▸ Available data
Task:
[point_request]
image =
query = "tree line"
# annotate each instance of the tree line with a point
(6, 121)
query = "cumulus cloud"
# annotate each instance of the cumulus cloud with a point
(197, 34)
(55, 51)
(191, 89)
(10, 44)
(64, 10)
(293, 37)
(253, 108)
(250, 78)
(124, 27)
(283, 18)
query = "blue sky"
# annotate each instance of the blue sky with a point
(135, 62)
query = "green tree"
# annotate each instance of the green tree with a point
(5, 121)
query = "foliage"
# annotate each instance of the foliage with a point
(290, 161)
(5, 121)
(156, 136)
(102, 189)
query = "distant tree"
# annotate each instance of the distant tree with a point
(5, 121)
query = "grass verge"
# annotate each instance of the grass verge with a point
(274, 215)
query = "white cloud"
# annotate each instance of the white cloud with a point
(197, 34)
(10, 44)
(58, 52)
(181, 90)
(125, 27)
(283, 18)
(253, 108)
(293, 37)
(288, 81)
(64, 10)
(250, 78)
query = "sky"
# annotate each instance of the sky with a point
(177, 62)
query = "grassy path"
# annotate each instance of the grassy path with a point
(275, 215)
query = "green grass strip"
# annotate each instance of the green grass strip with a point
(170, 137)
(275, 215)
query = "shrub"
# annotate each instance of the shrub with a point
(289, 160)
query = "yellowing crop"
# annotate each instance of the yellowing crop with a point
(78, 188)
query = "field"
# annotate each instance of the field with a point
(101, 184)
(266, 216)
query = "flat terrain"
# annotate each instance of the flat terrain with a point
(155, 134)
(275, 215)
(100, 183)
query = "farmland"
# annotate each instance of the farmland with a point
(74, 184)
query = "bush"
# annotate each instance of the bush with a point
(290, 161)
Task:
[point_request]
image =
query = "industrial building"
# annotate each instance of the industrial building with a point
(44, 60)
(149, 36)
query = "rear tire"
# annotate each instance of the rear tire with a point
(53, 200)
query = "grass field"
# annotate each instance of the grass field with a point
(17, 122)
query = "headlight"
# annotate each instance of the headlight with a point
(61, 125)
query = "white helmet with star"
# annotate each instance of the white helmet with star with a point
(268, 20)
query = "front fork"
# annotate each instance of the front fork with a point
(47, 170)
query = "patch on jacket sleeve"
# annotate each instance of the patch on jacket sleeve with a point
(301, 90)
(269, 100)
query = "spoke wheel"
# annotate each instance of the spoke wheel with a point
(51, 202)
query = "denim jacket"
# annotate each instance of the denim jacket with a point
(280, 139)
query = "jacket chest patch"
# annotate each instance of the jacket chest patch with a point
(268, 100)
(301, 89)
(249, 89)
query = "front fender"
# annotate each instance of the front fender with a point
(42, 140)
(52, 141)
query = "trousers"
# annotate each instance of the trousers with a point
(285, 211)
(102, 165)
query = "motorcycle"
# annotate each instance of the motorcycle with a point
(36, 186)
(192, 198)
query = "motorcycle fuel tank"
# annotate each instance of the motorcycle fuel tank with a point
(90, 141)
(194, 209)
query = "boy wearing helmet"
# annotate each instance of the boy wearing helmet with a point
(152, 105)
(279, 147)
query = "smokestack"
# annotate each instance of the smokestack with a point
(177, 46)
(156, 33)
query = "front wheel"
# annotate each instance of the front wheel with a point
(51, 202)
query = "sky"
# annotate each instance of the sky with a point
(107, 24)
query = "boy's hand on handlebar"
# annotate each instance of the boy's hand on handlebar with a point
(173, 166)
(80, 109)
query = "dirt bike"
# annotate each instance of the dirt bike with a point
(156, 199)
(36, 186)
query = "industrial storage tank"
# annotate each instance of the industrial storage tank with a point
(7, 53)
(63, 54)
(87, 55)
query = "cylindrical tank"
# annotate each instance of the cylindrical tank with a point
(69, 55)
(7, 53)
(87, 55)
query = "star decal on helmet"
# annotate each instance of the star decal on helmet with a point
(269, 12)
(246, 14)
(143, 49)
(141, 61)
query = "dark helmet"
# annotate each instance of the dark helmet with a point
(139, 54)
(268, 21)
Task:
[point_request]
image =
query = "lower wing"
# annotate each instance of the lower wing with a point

▸ Problem to solve
Your task is to reproduce all of the records exactly.

▸ Solution to the exercise
Task:
[point_request]
image =
query = "tree line"
# annotate each instance of the tree line with a point
(6, 121)
query = "cumulus cloud"
# annotate each instance of the cumulus cloud with a point
(197, 34)
(55, 51)
(191, 89)
(10, 44)
(64, 10)
(293, 37)
(253, 108)
(250, 78)
(124, 27)
(283, 18)
query = "blue sky"
# annotate each instance of the blue sky with a point
(135, 62)
query = "green tree"
# annotate each instance of the green tree with a point
(5, 121)
query = "foliage"
# annotate each instance of the foliage with a point
(290, 161)
(5, 121)
(156, 136)
(102, 189)
query = "distant tree"
# annotate each instance of the distant tree with a point
(5, 121)
query = "grass verge"
# annotate each instance of the grass verge with a point
(274, 215)
query = "white cloud"
# annotate each instance of the white cloud with a point
(197, 34)
(10, 44)
(58, 52)
(181, 90)
(125, 27)
(283, 18)
(253, 108)
(293, 37)
(288, 81)
(64, 10)
(250, 78)
query = "sky"
# annotate each instance of the sky with a point
(177, 62)
query = "grassy path"
# annotate each instance of the grassy path with a point
(275, 215)
query = "green grass strip"
# annotate each instance of the green grass strip with a point
(170, 137)
(275, 215)
query = "shrub"
# annotate each instance of the shrub with a point
(289, 160)
query = "yellowing crop"
# annotate each instance of the yellowing crop with a point
(78, 188)
query = "field"
# annotate each instance of the field with a point
(101, 184)
(266, 216)
query = "flat terrain"
# annotate each instance of the flat terrain with a point
(155, 134)
(275, 215)
(100, 183)
query = "farmland"
# annotate each instance of the farmland with a point
(74, 184)
query = "bush"
# annotate each instance of the bush with a point
(290, 161)
Task:
[point_request]
image =
query = "industrial building"
# annotate each instance of the industrial building with a point
(44, 60)
(149, 36)
query = "rear tire"
# annotate each instance of the rear tire with a point
(53, 200)
query = "grass field"
# annotate each instance of the grass field with a point
(17, 122)
query = "headlight"
# annotate each instance of the headlight with a point
(61, 125)
query = "white helmet with star"
# annotate each instance of the white helmet with star with a point
(268, 20)
query = "front fork"
# annotate each instance of the front fork with a point
(47, 170)
query = "patch on jacket sleeve"
# annotate each instance of the patch on jacket sleeve with a point
(301, 90)
(269, 100)
query = "spoke wheel"
# annotate each instance of the spoke wheel with a point
(51, 202)
query = "denim jacket"
# annotate each instance of the denim jacket with a point
(280, 139)
query = "jacket chest patch"
# annotate each instance of the jacket chest patch with a point
(268, 100)
(301, 89)
(249, 89)
query = "front fender"
# annotate each instance of the front fender with a point
(42, 140)
(52, 141)
query = "trousers"
# annotate each instance of the trousers with a point
(285, 211)
(102, 165)
query = "motorcycle"
# annotate each instance of the motorcycle with a point
(36, 186)
(192, 198)
query = "motorcycle fuel tank"
# annotate each instance of the motorcycle fuel tank with a point
(90, 141)
(194, 209)
query = "boy wearing helmet"
# annotate each instance of the boy wearing helmet with a point
(152, 105)
(279, 147)
query = "smokestack"
# annotate each instance of the smokestack with a point
(177, 46)
(156, 33)
query = "front wheel"
# annotate each instance of the front wheel with a point
(51, 202)
query = "sky"
# annotate each instance of the sky with a point
(107, 24)
query = "boy's hand on handlebar"
# annotate each instance of the boy's hand on handlebar with a point
(173, 166)
(80, 109)
query = "dirt bike"
# annotate each instance of the dirt bike with a point
(156, 199)
(36, 186)
query = "industrial storage tank"
# annotate each instance of the industrial storage tank with a point
(7, 53)
(63, 54)
(87, 55)
query = "cylindrical tank"
# annotate each instance of the cylindrical tank with a point
(69, 55)
(7, 53)
(87, 55)
query = "star decal on helmet"
# annotate each instance of the star decal on helmet with a point
(269, 12)
(246, 14)
(143, 49)
(141, 61)
query = "dark helmet"
# annotate each instance of the dark helmet with a point
(139, 54)
(268, 21)
Task:
[point_request]
image =
query = "lower wing"
# annotate each instance of the lower wing with a point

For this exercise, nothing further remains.